Start of The records

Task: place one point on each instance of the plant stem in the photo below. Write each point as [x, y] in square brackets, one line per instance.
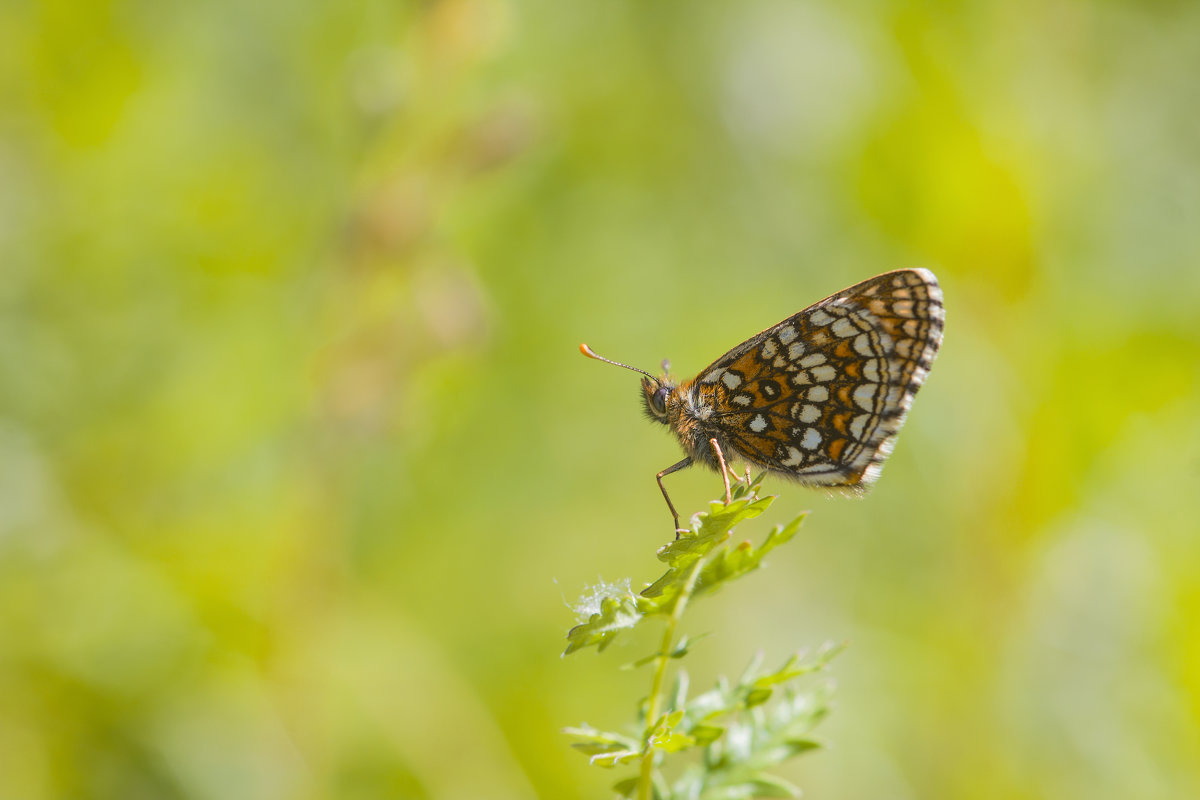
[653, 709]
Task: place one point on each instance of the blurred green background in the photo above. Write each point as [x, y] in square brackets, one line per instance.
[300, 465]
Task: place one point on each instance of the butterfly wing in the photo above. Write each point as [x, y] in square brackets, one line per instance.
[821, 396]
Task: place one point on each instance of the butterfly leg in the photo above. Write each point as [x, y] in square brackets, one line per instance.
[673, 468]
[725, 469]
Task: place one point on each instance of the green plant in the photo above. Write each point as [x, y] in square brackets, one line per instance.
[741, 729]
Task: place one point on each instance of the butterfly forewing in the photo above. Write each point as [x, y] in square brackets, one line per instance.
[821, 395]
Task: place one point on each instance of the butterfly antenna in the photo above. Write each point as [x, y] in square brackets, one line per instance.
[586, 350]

End of The records

### Try it
Your task is to repeat the records exactly. Images do not belong in the copy.

### Result
Task: place one point on each instance of the plant stem in the photo below. Write each point as [x, y] in square brackets, one line per instance.
[653, 709]
Task: place one point on each instance of the blurred green background in the photo above. Write each point as [x, y] in square brackets, one line per instance.
[300, 465]
Task: place one point on each instance of the butterfly wing in the photo above. Write each point as [x, y] in square brackets, one line per instance.
[821, 396]
Task: place one point on each instance of the butterfly leg in the photo above. Write each point as [x, y] in square brackets, one line per instance.
[673, 468]
[725, 469]
Task: place one point on each instance of the green plant in the photo above. Write each point as [x, y] in square brackets, one line per instance.
[741, 729]
Task: place one point on each instance of the butterfly forewing in the photo above. Write each point as [x, y] in square brackets, one line per instance.
[821, 395]
Task: place one point on each instance of the butterfly antenna in the photo above. Write each point as [x, y] in square brackets, one line per instance.
[586, 350]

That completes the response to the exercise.